→ **Text passage**
No, it is not. It does not work that way. Even though \(\displaystyle \int\frac{1}{\sqrt{1-u^{2}}}du=sin^{-1}(u); \;\ \;\ \int\sqrt{1-u^{2}}du\neq \frac{1}{sin^{-1}(u)}\)

Try the trig sub \(\displaystyle u=sin(t), \;\ du=cos(t)dt\)

\(\displaystyle \frac{1}{2}\int\sqrt{1-u^{2}}du\)

\(\displaystyle \frac{1}{2}\int\sqrt{1-sin^{2}(t)}\cdot cos(t)dt\)

\(\displaystyle \frac{1}{2}\int cos^{2}(t)dt\)

Now, integrate and resub.

To integrate \(\displaystyle cos^{2}(t)\) use the identity \(\displaystyle cos^{2}(t)=\frac{cos(2t)+1}{2}\)

 

[galactus]

\(\displaystyle \int x\sqrt{1-x^{4}}dx\)

Come to think of it, here is another way.

→ **Material**
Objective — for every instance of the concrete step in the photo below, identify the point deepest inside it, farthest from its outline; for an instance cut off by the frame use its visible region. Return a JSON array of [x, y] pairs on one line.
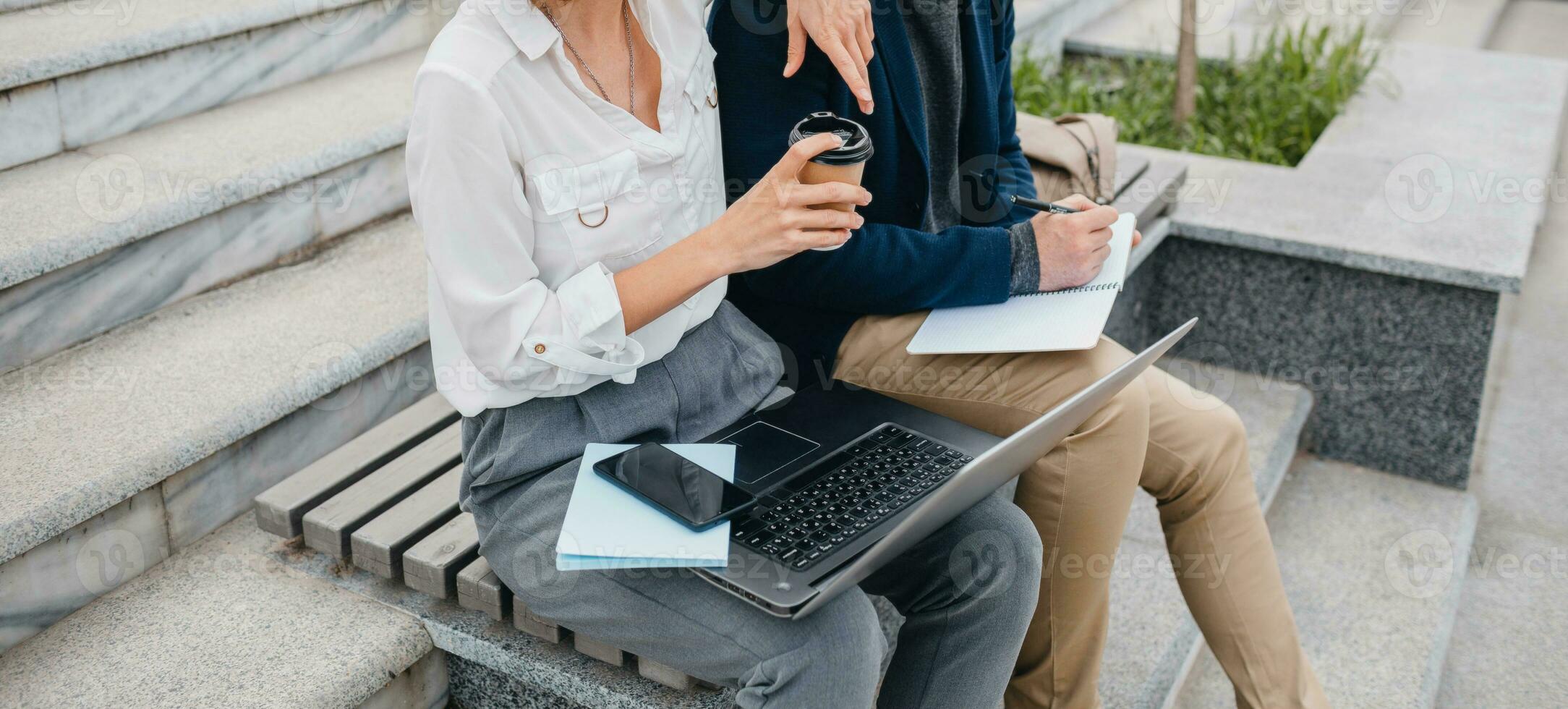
[[225, 625], [1151, 632], [14, 5], [76, 74], [98, 424], [1465, 24], [63, 38], [1374, 565], [107, 234], [1150, 27]]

→ **Tasks**
#1 List every integral in the integration post that has the factor 1/2 in front of it.
#2 According to the integration post, why is the identity cos²(t) = (cos(2t) + 1)/2 used?
The lines aren't needed for either task.

→ **Set of answers**
#1
(1/2)∫√(1 − u²) du
(1/2)∫√(1 − sin²(t)) · cos(t) dt
(1/2)∫cos²(t) dt

#2 The identity is used to integrate cos²(t). That is the integrand left in (1/2)∫cos²(t) dt after the substitution u = sin(t), du = cos(t) dt.